(WORK ITEM): Output every entry exactly, without any pictures.

(EXCERPTED DATA):
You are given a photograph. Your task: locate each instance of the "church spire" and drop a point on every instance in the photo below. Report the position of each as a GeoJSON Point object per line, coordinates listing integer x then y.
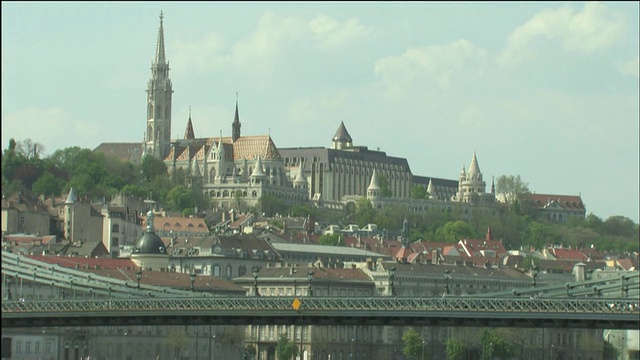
{"type": "Point", "coordinates": [235, 127]}
{"type": "Point", "coordinates": [474, 170]}
{"type": "Point", "coordinates": [188, 133]}
{"type": "Point", "coordinates": [160, 58]}
{"type": "Point", "coordinates": [159, 92]}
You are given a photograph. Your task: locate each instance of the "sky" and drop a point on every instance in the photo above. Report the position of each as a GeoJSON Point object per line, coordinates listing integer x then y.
{"type": "Point", "coordinates": [544, 90]}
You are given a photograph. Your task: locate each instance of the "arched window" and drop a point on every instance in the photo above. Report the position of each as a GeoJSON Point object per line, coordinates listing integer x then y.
{"type": "Point", "coordinates": [216, 270]}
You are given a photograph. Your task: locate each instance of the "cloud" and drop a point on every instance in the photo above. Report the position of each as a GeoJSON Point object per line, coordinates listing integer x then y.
{"type": "Point", "coordinates": [435, 66]}
{"type": "Point", "coordinates": [593, 29]}
{"type": "Point", "coordinates": [330, 34]}
{"type": "Point", "coordinates": [55, 128]}
{"type": "Point", "coordinates": [201, 55]}
{"type": "Point", "coordinates": [268, 47]}
{"type": "Point", "coordinates": [630, 67]}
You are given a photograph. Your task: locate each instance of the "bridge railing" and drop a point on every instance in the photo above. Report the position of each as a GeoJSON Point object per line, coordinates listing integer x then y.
{"type": "Point", "coordinates": [322, 304]}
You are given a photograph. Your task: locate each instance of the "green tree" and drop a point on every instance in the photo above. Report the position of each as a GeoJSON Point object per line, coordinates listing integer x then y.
{"type": "Point", "coordinates": [285, 349]}
{"type": "Point", "coordinates": [494, 345]}
{"type": "Point", "coordinates": [513, 190]}
{"type": "Point", "coordinates": [269, 205]}
{"type": "Point", "coordinates": [152, 167]}
{"type": "Point", "coordinates": [453, 231]}
{"type": "Point", "coordinates": [47, 184]}
{"type": "Point", "coordinates": [454, 349]}
{"type": "Point", "coordinates": [364, 212]}
{"type": "Point", "coordinates": [538, 235]}
{"type": "Point", "coordinates": [249, 352]}
{"type": "Point", "coordinates": [134, 190]}
{"type": "Point", "coordinates": [412, 344]}
{"type": "Point", "coordinates": [180, 198]}
{"type": "Point", "coordinates": [609, 352]}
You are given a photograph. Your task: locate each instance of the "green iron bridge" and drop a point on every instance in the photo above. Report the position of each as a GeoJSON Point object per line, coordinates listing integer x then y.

(WRITTEN SOLUTION):
You are given a photograph. Your task: locate each instance of the "church spire" and drop a point on every instance in the photo below. Report the position of each as a GeoJSON Point object per line, coordinates listing integer x then y.
{"type": "Point", "coordinates": [235, 127]}
{"type": "Point", "coordinates": [474, 170]}
{"type": "Point", "coordinates": [188, 133]}
{"type": "Point", "coordinates": [160, 58]}
{"type": "Point", "coordinates": [159, 92]}
You are given a photograph. Your task: locate each instance of the "sky" and drop a point on every instance in the photo above. Report the position of each as a GeoJSON Point object per line, coordinates listing integer x then y.
{"type": "Point", "coordinates": [544, 90]}
You are given a photograph. Your task: locate each instance of the "arched window" and drop a point on every instance in the photo above. Report the position of each as a GeoJSON Point object per line, coordinates listing integer x then y.
{"type": "Point", "coordinates": [216, 270]}
You are given a photograph. Your task: locate each instance of the "cloud" and drop a point on every instance in the photo above. Report the position of each as a GeoJSON Point object per line, coordinates listing integer x then y.
{"type": "Point", "coordinates": [435, 66]}
{"type": "Point", "coordinates": [593, 29]}
{"type": "Point", "coordinates": [330, 34]}
{"type": "Point", "coordinates": [55, 128]}
{"type": "Point", "coordinates": [201, 55]}
{"type": "Point", "coordinates": [268, 47]}
{"type": "Point", "coordinates": [630, 67]}
You are given a photograph. Your task: locate each instance of the "bridge railing" and drop a point on every instance in the photo above. Report the position of each as a GeoJSON Point object per line, coordinates listing integer x then y.
{"type": "Point", "coordinates": [322, 304]}
You are given a photograph. Your task: locate each instance of the "green tree" and drop a point on every instance in the photo above. Report the position of each as a GeoJSON Point object per line, coordinates listing integer x then y.
{"type": "Point", "coordinates": [285, 349]}
{"type": "Point", "coordinates": [494, 345]}
{"type": "Point", "coordinates": [513, 190]}
{"type": "Point", "coordinates": [269, 205]}
{"type": "Point", "coordinates": [152, 167]}
{"type": "Point", "coordinates": [453, 231]}
{"type": "Point", "coordinates": [47, 184]}
{"type": "Point", "coordinates": [454, 349]}
{"type": "Point", "coordinates": [364, 212]}
{"type": "Point", "coordinates": [538, 235]}
{"type": "Point", "coordinates": [249, 352]}
{"type": "Point", "coordinates": [134, 190]}
{"type": "Point", "coordinates": [412, 344]}
{"type": "Point", "coordinates": [180, 198]}
{"type": "Point", "coordinates": [609, 352]}
You are given a photograph. Your task: locate each instance of the "green iron bridge" and drop a point on every instance in the photo above. Report the position of each as a GeoJSON Point object per line, coordinates listing integer x then y.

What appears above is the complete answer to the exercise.